Text shown start

Hello everyone,
I want to reproduce this example, but I would like the input_data
to be a Text Nested List instead. In other words:
text_dataset = tf.data.Dataset.from_tensor_slices(["foo", "bar", "baz"])
max_features = 5000
max_len = 4
# -------- EXPERIMENTAL ADDENDUM -----------------
def split_on_comma(input_data):
return tf.strings.split(input_data, sep=", ")
# ------------------------------------------------
vectorize_layer = tf.keras.layers.TextVectorization(
max_tokens=max_features,
output_mode='int',
output_sequence_length=max_len,
split=split_on_comma
)
with tf.device("/CPU:0"):
vectorize_layer.adapt(text_dataset.batch(64))
inputs = tf.keras.Input(shape=(1,), dtype=tf.string)
x = vectorize_layer(inputs)
model = tf.keras.Model(inputs=inputs, outputs=x)
# input_data = [["foo qux bar"], ["qux baz"]] # Original input, I DO NOT want this...
input_data = [["foo", "qux", "bar"], ["qux baz"]] # ...I WANT THIS AS INPUT INSTEAD
input_data = [[', '.join(x)] for x in input_data] # MY EXPERIMENTAL WORKAROUND
model.predict(input_data)
The thing is that I have a dataset where one of the features consists of a list of strings, with different length each, that do not share any context with each other, and I want to use it as training input for some Model with the Functional API. Splitting it in different columns (OHE) is out of question, as this feature is highly sparse (~7K different classes).
I am a bit concerned that maybe my implementation is not the best neither correct, because I am getting different results; for instance, this is the example’s original output:
array([[2,1,4,0],
[1,3,0,0]])
And what I am getting is:
array([[1,0,0,0],
[1,0,0,0]])
Finally, I am not quite sure how (if?) Ragged Tensors would be of use with TextVectorization layer (again, the goal is building a Model using the Functional API). I have found some examples, but not exactly focused towards TextVectorization
. Plus, I get that TextVectorization can process “one string per sample”, but if so, what would be other suggestions to what I am aiming here?
Have someone have had this problem before? How did you tackled it?
Thank you very much.

Text shown end

Objective A
Transcribe the TextVectorization forum post starting with "Finally, I am" and going on through "you very much.".

Materials provided start

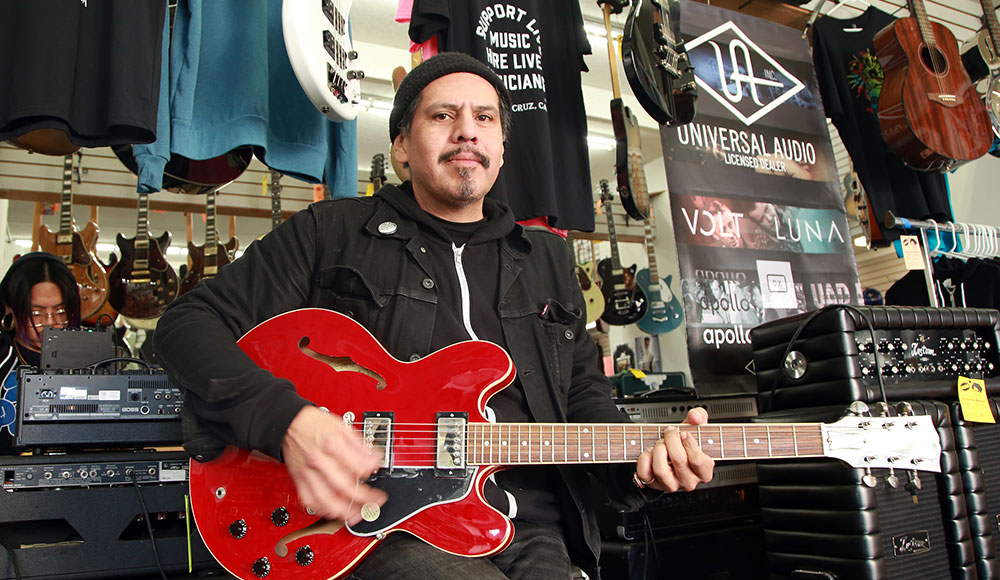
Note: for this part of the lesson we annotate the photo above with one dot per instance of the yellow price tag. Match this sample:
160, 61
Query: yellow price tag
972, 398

Materials provided end
Materials provided start

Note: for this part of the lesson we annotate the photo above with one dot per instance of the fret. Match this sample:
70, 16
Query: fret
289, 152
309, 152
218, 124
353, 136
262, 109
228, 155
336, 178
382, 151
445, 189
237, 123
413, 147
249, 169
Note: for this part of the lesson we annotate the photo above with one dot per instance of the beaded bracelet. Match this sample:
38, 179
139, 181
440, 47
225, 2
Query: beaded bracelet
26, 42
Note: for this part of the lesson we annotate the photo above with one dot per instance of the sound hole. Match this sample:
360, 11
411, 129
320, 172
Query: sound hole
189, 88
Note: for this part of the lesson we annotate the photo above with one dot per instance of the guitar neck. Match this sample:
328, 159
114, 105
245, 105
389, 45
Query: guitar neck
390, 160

Materials provided end
Materials provided start

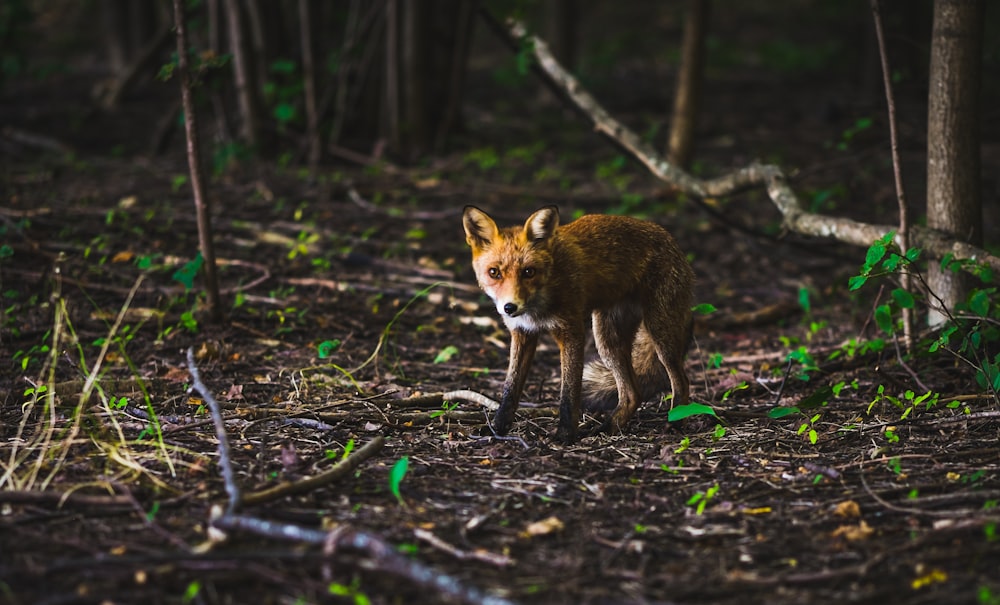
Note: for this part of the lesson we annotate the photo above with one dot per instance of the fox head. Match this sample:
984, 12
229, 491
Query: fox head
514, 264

Materials provided end

Objective B
Gather every line of the listing that contains the string "fret".

Task output A
Finally, I am not quite sure how (if?) Ragged Tensors would be of use with TextVectorization layer (again, the goal is building a Model using the Functional API). I have found some examples, but not exactly focused towards TextVectorization
. Plus, I get that TextVectorization can process “one string per sample”, but if so, what would be other suggestions to what I am aiming here?
Have someone have had this problem before? How did you tackled it?
Thank you very much.

Task output B
Note: for this part of the lesson we annotate the photo above with one dot per instance of the fret. Match this sample:
Query: fret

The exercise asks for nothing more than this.